TOTI IN BILICO. Gelo di FdI, premier irritata. E le dimissioni sono avvertite come vicine
Giovanni Toti, presidente della Regione Liguria
Toti è «immerso nello studio delle carte» e «umanamente molto reattivo»: parola dell’avvocato Savi, suo legale. Tanta reattività, tuttavia, non si spingerà, salvo ripensamenti, sino a suggerirgli di rispondere oggi nell’interrogatorio di garanzia. Il silenzio non lo aiuta dal punto di vista politico. «Dimostrerò di non aver commesso alcun illecito», diceva ieri il reattivo e obiettivo della dimostrazione sarebbe la revoca dei domiciliari. Il governatore ligure è deciso a restare al proprio posto anche se, come spiega sempre Savi, «si confronterà con la maggioranza».
Ma senza la revoca dei domiciliari l’esito di quel confronto, nonostante il sostegno di Fi e Lega, è già segnato. «Siamo per la possibilità di tutti di dimostrare serenamente la propri a innocenza. Al netto di questo attendiamo con pazienza gli esiti di una fase intermedia», dice il ministro Lollobrigida ed è una posizione molto diversa da quella di chi impugna la presunzione d’innocenza sino a sentenza emessa.

**Dati forniti**
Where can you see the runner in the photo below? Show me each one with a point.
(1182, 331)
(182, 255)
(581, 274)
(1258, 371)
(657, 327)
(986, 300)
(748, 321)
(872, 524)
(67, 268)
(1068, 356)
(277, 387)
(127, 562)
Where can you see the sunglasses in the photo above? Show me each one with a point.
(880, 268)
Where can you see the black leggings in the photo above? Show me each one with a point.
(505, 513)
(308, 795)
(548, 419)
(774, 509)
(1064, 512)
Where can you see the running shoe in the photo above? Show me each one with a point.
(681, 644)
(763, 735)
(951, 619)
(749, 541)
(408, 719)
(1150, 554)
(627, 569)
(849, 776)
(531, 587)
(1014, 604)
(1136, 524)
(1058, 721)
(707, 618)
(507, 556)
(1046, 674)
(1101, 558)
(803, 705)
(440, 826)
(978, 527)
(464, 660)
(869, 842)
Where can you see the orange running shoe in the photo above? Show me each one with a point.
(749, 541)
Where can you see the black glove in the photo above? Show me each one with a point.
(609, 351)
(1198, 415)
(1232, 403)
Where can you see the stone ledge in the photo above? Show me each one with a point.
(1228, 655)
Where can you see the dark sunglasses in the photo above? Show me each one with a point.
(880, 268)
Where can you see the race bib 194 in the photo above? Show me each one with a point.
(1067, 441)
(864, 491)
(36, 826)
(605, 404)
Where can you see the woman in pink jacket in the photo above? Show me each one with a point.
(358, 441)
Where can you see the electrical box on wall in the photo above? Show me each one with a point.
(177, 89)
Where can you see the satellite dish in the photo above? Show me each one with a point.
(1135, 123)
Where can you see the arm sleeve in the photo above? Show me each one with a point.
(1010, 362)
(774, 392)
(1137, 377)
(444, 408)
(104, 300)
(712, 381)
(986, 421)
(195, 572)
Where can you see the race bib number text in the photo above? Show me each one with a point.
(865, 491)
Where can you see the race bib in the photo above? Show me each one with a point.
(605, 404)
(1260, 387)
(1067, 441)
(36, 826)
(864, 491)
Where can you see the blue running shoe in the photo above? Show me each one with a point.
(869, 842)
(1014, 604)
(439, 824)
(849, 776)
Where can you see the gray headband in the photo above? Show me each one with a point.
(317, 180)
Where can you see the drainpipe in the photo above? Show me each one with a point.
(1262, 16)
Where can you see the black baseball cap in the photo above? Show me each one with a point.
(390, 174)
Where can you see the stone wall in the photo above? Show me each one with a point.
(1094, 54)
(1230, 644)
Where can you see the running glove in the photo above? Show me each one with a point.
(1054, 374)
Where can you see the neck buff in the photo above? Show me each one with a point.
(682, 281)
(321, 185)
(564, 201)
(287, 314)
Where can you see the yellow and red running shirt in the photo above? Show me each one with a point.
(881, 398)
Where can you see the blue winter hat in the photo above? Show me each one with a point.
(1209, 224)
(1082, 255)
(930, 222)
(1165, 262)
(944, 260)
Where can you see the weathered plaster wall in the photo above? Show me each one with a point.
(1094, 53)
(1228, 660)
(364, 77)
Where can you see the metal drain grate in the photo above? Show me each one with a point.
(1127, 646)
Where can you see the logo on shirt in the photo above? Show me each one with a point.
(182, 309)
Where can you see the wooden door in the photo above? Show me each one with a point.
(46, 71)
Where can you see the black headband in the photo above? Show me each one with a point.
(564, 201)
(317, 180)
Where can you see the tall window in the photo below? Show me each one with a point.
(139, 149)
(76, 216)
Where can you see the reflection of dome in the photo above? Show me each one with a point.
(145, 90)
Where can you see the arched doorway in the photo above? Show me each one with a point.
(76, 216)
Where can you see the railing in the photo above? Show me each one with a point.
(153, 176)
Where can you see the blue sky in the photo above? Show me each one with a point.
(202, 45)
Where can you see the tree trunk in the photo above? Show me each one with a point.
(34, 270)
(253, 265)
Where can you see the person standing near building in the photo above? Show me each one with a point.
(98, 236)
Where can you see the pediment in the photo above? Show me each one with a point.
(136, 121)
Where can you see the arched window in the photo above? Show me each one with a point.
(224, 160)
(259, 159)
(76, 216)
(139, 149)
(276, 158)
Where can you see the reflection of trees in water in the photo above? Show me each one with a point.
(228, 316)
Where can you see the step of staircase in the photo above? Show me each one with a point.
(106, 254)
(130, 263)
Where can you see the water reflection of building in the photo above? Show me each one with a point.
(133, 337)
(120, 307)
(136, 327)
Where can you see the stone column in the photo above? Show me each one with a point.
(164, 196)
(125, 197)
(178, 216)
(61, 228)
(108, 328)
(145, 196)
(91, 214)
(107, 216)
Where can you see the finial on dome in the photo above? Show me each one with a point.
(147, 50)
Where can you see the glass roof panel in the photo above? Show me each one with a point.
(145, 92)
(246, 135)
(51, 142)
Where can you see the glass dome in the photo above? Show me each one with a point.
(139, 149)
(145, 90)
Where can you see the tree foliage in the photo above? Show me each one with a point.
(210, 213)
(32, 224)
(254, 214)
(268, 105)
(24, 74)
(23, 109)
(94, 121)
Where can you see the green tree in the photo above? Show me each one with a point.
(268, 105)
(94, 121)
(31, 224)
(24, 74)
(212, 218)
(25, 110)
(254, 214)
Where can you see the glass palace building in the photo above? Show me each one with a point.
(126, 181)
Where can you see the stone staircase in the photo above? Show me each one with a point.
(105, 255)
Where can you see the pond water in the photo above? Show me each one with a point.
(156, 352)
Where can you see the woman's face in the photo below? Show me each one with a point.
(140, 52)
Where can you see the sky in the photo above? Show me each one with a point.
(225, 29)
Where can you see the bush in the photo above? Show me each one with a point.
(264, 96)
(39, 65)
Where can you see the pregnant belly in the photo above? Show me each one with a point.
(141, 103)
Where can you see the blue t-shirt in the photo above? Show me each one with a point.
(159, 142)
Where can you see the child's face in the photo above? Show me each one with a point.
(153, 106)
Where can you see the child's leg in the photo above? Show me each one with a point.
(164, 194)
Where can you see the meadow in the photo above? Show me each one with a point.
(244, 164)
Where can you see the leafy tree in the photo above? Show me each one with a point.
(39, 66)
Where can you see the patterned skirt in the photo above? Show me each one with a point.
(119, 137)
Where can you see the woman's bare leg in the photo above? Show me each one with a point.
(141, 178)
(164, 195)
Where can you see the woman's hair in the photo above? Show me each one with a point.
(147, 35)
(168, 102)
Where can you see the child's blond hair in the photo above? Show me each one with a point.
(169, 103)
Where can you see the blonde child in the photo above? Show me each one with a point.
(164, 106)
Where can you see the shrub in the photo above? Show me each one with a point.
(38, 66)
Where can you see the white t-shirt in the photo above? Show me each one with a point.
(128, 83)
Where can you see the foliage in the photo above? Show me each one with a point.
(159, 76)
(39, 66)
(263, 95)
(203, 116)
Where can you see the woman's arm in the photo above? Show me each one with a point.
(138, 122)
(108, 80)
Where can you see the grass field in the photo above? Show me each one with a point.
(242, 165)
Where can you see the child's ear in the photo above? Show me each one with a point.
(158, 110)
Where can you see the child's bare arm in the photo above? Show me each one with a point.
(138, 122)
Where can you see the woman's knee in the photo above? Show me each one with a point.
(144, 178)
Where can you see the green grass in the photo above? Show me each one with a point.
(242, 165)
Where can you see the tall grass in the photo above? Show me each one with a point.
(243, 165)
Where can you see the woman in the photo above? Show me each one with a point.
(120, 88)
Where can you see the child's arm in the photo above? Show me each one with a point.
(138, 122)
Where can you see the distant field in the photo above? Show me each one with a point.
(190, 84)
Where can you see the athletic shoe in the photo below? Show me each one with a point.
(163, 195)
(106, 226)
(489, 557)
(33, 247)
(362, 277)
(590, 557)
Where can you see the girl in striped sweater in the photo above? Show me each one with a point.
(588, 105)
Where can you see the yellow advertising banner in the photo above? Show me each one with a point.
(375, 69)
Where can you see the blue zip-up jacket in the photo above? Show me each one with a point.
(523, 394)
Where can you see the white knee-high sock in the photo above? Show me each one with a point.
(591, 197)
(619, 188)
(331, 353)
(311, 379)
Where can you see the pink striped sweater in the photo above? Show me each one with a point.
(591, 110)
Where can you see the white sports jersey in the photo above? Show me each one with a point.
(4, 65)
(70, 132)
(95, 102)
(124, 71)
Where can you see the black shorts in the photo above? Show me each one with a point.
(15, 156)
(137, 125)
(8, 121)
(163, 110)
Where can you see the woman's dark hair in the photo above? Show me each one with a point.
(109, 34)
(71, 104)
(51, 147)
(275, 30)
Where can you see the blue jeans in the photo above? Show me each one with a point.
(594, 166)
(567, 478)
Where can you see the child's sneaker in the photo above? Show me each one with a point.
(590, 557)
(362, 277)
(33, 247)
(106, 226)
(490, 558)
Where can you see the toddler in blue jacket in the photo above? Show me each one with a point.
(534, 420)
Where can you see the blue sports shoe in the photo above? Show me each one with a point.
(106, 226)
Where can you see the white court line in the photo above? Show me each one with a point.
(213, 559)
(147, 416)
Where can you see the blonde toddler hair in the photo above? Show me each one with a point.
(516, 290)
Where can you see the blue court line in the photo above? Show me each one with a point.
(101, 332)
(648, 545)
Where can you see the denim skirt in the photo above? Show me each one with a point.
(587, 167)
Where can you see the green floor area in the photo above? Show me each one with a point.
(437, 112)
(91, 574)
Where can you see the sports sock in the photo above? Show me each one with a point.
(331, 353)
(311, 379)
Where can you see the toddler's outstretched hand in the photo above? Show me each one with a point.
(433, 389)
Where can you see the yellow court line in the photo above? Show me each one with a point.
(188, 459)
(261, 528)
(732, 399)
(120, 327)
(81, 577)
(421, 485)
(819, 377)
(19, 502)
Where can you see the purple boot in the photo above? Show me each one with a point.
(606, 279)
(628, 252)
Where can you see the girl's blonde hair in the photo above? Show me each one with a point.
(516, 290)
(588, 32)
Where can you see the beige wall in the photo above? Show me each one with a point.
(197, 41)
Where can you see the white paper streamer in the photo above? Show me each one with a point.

**Consegna esercizio**
Trascrivi dall'articolo su Giovanni Toti il passo che va da «Ma senza la» fino a «a sentenza emessa.».

**Soluzione**
Ma senza la revoca dei domiciliari l’esito di quel confronto, nonostante il sostegno di Fi e Lega, è già segnato. «Siamo per la possibilità di tutti di dimostrare serenamente la propri a innocenza. Al netto di questo attendiamo con pazienza gli esiti di una fase intermedia», dice il ministro Lollobrigida ed è una posizione molto diversa da quella di chi impugna la presunzione d’innocenza sino a sentenza emessa.